=== Source text ===

I am using a WinSock connection to get the accelerometer info off and iPhone and into a Direct3D application. I have modified Apples GLGravity's sample code to get my helicopter moving in relation to gravity, however I need to "cap" the movement so the helicopter can't fly upside down! I have tried to limit the output of the accelerometer like so
if (y < -0.38f) {
y = -0.38f;
}
Except this doesn't seem to work!? The only thing I can think of is I need to modify the custom matrix, but I can't seem to get my head around what I need to be changing. The matrix is code is below.
_x = acceleration.x;
_y = acceleration.y;
_z = acceleration.z;
float length;
D3DXMATRIX matrix, t;
memset(matrix, '\0', sizeof(matrix));
D3DXMatrixIdentity(&matrix);
// Make sure acceleration value is big enough.
length = sqrtf(_x * _x + _y * _y + _z * _z);
if (length >= 0.1f && kInFlight == TRUE) { // We have a acceleration value good enough to work with.
matrix._44 = 1.0f; //
// First matrix column is a gravity vector.
matrix._11 = _x / length;
matrix._12 = _y / length;
matrix._13 = _z / length;
// Second matrix is arbitrary vector in the plane perpendicular to the gravity vector {Gx, Gy, Gz}.
// defined by the equation Gx * x + Gy * y + Gz * z = 0 in which we set x = 0 and y = 1.
matrix._21 = 0.0f;
matrix._22 = 1.0f;
matrix._23 = -_y / _z;
length = sqrtf(matrix._21 * matrix._21 + matrix._22 * matrix._22 + matrix._23 * matrix._23);
matrix._21 /= length;
matrix._22 /= length;
matrix._23 /= length;
// Set third matrix column as a cross product of the first two.
matrix._31 = matrix._12 * matrix._23 - matrix._13 * matrix._22;
matrix._32 = matrix._21 * matrix._13 - matrix._23 * matrix._11;
matrix._33 = matrix._11 * matrix._22 - matrix._12 * matrix._21;
}
If anyone can help it would be much appreciated!
I think double integration is probably over-complicating things. If I understand the problem correctly, the iPhone is giving you a vector of values from the accelerometers. Assuming the user isn't waving it around, that vector will be of roughly constant length, and pointing directly downwards with gravity.
There is one major problem with this, and that is that you can't tell when the user rotates the phone around the horizontal. Imagine you lie your phone on the table, with the bottom facing you as you're sitting in front of it; the gravity vector would be (0, -1, 0). Now rotate your phone around 90 degrees so the bottom is facing off to your left, but is still flat on the table. The gravity vector is still going to be (0, -1, 0). But you'd really want your helicopter to have turned with the phone. It's a basic limitation of the fact that the iPhone only has a 2D accelerometer, and it's extrapolating a 3D gravity vector from that.
So let's assume that you've told the user they're not allowed to rotate their phone like that, and they have to keep it with the bottom point to you. That's fine, you can still get a lot of control from that.
Next, you need to cap the input such that the helicopter never goes more than 90 degrees over on it's side. Imagine the vector that you're given as being a stick attached to your phone, and dangling with gravity. The vector you have is describing the direction of gravity, relative to the phone's flat surface. If it were (0, -1, 0) the stick is pointing directly downwards (-y). if it were (1, 0, 0), the stick is pointing to the right of the phone (+x), and implies that the phone has been twisted 90 degrees clockwise (looking away from you at the phone).

===

== What you will do ==
A. Answer each from the accelerometer thread:
(i) To what value did the original poster clamp y when it fell below that value?
(ii) What gravity vector is given for a phone lying flat on a table with its bottom facing the person sitting in front of it?
(iii) By how many degrees does the reply say the helicopter should never tip over on its side?
B. Carry on the accelerometer thread, starting after its final sentence.
The records are not needed.

=== Dataset extract ===

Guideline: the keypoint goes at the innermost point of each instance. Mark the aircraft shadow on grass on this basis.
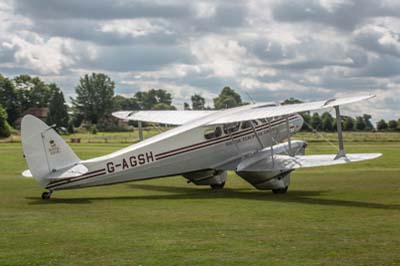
(174, 193)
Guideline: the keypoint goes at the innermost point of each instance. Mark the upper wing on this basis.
(274, 111)
(163, 117)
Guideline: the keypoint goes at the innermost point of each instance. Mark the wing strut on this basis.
(289, 139)
(255, 134)
(272, 139)
(140, 130)
(341, 152)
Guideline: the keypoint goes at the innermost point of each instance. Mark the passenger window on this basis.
(247, 124)
(231, 127)
(211, 133)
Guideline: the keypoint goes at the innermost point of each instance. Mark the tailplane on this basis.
(46, 153)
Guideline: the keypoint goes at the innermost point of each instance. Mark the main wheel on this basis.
(280, 190)
(46, 195)
(218, 186)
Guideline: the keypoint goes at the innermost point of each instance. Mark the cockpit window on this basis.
(231, 127)
(212, 132)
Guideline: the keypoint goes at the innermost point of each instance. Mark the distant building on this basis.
(39, 112)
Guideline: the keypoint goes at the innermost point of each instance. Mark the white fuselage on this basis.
(178, 151)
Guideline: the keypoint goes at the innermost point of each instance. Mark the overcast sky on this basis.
(270, 49)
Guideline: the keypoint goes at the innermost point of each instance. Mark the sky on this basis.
(265, 50)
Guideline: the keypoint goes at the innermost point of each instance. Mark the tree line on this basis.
(95, 100)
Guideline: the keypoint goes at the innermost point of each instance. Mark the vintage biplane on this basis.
(202, 147)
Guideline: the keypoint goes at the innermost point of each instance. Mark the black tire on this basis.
(46, 195)
(218, 186)
(280, 190)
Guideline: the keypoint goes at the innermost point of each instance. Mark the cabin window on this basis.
(212, 132)
(231, 127)
(247, 124)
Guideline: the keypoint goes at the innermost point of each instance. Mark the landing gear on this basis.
(218, 186)
(280, 190)
(46, 195)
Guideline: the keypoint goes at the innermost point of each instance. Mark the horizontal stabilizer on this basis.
(285, 162)
(281, 110)
(176, 117)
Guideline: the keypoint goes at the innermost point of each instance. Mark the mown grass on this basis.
(341, 215)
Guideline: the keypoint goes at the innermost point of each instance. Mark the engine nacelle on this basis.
(269, 179)
(207, 177)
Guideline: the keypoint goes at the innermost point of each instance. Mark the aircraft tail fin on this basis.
(46, 153)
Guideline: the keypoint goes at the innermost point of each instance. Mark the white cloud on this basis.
(273, 49)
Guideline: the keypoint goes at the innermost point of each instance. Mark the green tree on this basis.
(122, 103)
(367, 122)
(348, 124)
(392, 125)
(228, 98)
(5, 129)
(360, 123)
(198, 102)
(58, 110)
(9, 99)
(94, 98)
(316, 122)
(148, 99)
(381, 125)
(327, 122)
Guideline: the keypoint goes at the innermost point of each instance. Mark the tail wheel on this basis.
(218, 186)
(280, 190)
(46, 195)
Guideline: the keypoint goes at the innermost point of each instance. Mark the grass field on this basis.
(341, 215)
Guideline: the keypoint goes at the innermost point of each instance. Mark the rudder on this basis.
(44, 150)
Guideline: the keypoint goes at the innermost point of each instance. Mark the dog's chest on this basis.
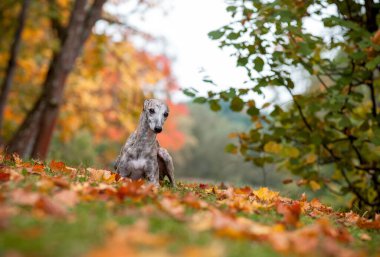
(138, 164)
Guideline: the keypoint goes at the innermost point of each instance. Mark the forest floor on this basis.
(54, 210)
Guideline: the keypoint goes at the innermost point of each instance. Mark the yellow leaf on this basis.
(311, 158)
(292, 152)
(272, 147)
(314, 185)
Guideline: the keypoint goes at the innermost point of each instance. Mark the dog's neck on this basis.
(144, 135)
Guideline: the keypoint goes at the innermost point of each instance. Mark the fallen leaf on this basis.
(365, 237)
(4, 176)
(66, 198)
(291, 212)
(50, 207)
(22, 197)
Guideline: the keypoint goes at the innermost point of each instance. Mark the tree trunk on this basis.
(9, 73)
(34, 135)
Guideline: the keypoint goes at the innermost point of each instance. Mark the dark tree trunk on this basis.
(34, 135)
(12, 65)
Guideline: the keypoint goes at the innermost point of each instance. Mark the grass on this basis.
(90, 224)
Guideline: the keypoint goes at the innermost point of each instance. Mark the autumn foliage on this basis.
(100, 89)
(260, 216)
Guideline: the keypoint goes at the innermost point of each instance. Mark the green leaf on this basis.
(189, 92)
(237, 104)
(200, 100)
(371, 65)
(231, 8)
(233, 36)
(259, 64)
(214, 105)
(216, 34)
(231, 148)
(242, 61)
(253, 111)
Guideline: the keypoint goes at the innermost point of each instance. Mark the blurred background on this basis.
(136, 50)
(74, 75)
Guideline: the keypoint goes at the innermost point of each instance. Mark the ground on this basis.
(54, 210)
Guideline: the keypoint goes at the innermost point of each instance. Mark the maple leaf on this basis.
(50, 207)
(4, 176)
(37, 167)
(57, 166)
(291, 212)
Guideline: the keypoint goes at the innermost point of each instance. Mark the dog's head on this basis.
(156, 112)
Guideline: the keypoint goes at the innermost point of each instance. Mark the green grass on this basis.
(87, 226)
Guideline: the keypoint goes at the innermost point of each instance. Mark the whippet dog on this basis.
(142, 156)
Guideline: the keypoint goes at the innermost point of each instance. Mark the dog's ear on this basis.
(146, 102)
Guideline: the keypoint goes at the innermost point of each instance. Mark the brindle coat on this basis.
(142, 156)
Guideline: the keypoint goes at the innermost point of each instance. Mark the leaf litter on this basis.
(54, 190)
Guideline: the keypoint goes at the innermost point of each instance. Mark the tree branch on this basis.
(55, 22)
(12, 62)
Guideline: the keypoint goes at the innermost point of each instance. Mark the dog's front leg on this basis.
(152, 174)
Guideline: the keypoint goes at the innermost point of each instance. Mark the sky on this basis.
(195, 56)
(183, 26)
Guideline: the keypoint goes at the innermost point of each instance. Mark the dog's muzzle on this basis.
(157, 129)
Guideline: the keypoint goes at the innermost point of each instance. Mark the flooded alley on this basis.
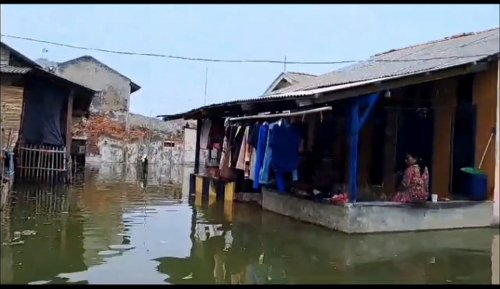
(70, 235)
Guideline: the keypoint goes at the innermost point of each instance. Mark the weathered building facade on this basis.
(112, 133)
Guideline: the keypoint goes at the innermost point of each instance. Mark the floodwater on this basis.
(173, 242)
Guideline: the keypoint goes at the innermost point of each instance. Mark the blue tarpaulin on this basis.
(44, 119)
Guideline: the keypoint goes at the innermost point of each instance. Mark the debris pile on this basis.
(100, 125)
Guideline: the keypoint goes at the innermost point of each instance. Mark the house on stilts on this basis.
(37, 108)
(437, 99)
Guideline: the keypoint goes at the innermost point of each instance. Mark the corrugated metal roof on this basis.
(9, 69)
(290, 77)
(446, 53)
(298, 76)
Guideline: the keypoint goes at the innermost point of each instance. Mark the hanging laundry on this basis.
(236, 145)
(240, 164)
(253, 163)
(225, 171)
(285, 141)
(253, 135)
(205, 130)
(215, 135)
(260, 153)
(264, 173)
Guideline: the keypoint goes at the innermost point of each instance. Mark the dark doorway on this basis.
(415, 134)
(378, 146)
(463, 142)
(464, 135)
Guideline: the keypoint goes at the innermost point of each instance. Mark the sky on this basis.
(297, 32)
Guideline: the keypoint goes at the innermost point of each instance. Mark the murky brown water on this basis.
(177, 243)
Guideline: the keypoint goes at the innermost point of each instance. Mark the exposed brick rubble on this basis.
(97, 126)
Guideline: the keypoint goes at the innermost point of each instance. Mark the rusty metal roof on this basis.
(449, 52)
(9, 69)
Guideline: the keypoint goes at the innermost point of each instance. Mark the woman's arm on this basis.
(407, 177)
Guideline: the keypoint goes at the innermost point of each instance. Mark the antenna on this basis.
(206, 84)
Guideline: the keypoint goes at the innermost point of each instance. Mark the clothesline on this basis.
(284, 114)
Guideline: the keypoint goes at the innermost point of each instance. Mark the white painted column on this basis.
(496, 198)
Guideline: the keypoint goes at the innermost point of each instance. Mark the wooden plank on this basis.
(39, 161)
(69, 126)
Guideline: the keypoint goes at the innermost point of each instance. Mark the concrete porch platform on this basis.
(378, 217)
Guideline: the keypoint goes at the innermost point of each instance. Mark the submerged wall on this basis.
(377, 217)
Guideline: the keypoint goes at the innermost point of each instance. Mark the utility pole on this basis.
(206, 85)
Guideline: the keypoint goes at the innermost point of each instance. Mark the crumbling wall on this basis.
(108, 141)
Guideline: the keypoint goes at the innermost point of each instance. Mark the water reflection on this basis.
(177, 243)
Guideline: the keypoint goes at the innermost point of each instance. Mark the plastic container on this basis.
(477, 184)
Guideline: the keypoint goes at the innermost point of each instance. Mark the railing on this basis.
(42, 163)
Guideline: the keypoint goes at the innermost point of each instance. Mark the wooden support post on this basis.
(356, 123)
(496, 190)
(197, 148)
(69, 126)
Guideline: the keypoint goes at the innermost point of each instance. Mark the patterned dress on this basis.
(415, 185)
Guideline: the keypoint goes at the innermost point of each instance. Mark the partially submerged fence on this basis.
(42, 163)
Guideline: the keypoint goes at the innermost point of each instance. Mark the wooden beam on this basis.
(197, 148)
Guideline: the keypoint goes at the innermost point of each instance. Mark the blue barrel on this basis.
(477, 184)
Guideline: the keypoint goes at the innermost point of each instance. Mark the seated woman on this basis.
(415, 183)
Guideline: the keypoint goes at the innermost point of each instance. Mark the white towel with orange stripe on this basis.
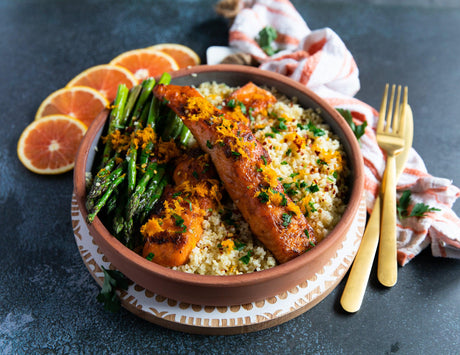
(320, 60)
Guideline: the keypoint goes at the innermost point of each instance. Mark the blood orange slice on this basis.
(105, 78)
(146, 62)
(81, 102)
(183, 55)
(49, 145)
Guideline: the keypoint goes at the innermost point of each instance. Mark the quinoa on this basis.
(311, 165)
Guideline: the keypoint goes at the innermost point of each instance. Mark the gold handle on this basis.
(387, 268)
(354, 290)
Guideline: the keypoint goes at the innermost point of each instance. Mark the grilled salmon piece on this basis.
(243, 167)
(171, 235)
(255, 99)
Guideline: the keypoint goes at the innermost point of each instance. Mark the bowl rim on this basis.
(159, 271)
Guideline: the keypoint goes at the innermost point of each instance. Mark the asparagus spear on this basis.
(184, 135)
(152, 200)
(97, 207)
(134, 199)
(115, 118)
(147, 87)
(104, 178)
(133, 97)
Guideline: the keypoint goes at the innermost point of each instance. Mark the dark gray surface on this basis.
(47, 297)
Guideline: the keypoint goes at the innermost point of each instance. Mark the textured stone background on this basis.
(47, 297)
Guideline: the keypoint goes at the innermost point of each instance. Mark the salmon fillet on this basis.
(242, 164)
(171, 235)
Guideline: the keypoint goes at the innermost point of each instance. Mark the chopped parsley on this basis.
(113, 279)
(358, 130)
(242, 107)
(238, 245)
(419, 210)
(317, 132)
(286, 217)
(231, 103)
(265, 39)
(321, 162)
(263, 197)
(245, 259)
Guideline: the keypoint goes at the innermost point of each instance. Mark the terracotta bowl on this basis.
(237, 289)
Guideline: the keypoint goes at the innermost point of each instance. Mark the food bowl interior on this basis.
(234, 75)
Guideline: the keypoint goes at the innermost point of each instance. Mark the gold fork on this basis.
(390, 137)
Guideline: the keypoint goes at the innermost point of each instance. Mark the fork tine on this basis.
(383, 106)
(390, 110)
(403, 112)
(396, 116)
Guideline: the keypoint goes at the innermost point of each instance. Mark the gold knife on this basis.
(354, 290)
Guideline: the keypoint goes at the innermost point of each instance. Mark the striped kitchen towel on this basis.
(320, 60)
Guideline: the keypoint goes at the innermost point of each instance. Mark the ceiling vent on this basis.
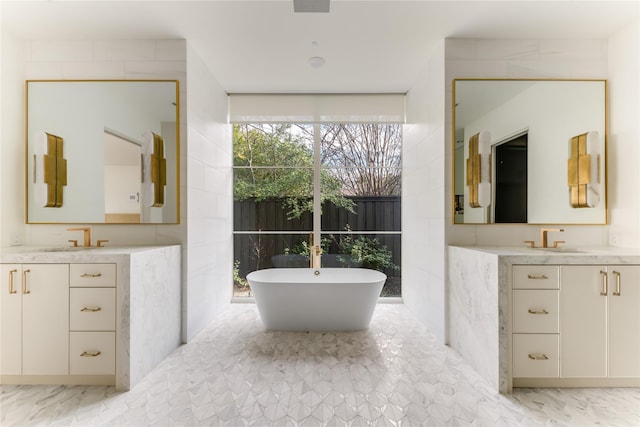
(312, 6)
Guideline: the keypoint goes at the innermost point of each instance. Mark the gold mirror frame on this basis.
(122, 123)
(563, 146)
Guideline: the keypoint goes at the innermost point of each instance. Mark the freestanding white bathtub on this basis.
(321, 299)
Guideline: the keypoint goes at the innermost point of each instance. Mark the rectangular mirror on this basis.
(529, 151)
(102, 151)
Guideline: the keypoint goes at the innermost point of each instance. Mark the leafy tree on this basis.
(275, 161)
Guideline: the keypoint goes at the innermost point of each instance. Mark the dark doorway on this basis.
(511, 181)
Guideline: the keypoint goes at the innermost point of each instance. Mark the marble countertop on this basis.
(563, 255)
(53, 254)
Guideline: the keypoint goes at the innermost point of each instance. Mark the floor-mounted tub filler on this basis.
(322, 299)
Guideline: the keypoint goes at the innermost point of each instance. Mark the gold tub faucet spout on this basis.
(316, 251)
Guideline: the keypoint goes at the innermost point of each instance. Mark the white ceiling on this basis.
(263, 46)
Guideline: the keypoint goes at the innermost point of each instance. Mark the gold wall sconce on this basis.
(49, 170)
(584, 176)
(478, 170)
(154, 170)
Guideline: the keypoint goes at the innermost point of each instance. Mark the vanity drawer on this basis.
(92, 353)
(92, 309)
(535, 311)
(87, 275)
(536, 277)
(536, 355)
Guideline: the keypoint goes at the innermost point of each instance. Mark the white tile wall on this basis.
(423, 195)
(624, 137)
(209, 198)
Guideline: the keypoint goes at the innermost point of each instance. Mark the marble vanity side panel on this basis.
(123, 310)
(155, 298)
(474, 326)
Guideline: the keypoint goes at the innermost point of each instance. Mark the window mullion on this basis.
(317, 203)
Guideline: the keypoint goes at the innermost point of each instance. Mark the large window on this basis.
(349, 174)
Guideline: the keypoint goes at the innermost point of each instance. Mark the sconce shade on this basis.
(49, 170)
(583, 170)
(154, 170)
(479, 170)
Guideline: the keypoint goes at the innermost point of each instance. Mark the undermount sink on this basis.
(561, 250)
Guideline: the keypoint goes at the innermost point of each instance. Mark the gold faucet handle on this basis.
(87, 234)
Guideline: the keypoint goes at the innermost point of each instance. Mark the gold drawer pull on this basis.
(11, 289)
(538, 356)
(605, 284)
(537, 311)
(617, 292)
(24, 282)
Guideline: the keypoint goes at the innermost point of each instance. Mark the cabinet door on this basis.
(583, 322)
(45, 319)
(11, 319)
(624, 321)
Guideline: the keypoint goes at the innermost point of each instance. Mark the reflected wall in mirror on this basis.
(103, 124)
(531, 124)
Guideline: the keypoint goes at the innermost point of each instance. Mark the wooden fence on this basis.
(254, 251)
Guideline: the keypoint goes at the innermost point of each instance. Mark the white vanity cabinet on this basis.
(97, 316)
(34, 319)
(535, 314)
(527, 317)
(92, 314)
(600, 321)
(576, 323)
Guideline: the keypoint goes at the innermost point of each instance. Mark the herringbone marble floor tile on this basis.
(237, 374)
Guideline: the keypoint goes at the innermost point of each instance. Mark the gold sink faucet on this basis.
(87, 235)
(544, 238)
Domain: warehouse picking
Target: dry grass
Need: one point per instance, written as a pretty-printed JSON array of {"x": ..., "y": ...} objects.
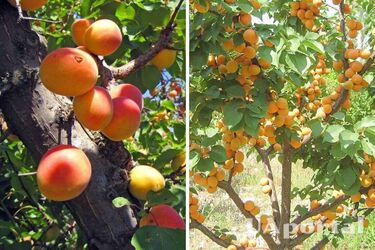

===

== The responses ==
A.
(i) -0.38
(ii) (0, -1, 0)
(iii) 90 degrees

B.
Assume in this metaphor that the stick has full rotational freedom. It can be pointing in any direction from the phone. So moving the stick around describes the surface of a sphere. But crucially, you only want the stick to be able to move around the lower half of that sphere. If the user twists the phone so that the stick would be in the upper half of the sphere, you want it to cap such that it's pointing somewhere around the equator of the sphere.
You can achieve this quite cleanly by using polar co-ordinates. 3D vectors and polar co-ordinates are interchangeable - you can convert to and from without losing any information.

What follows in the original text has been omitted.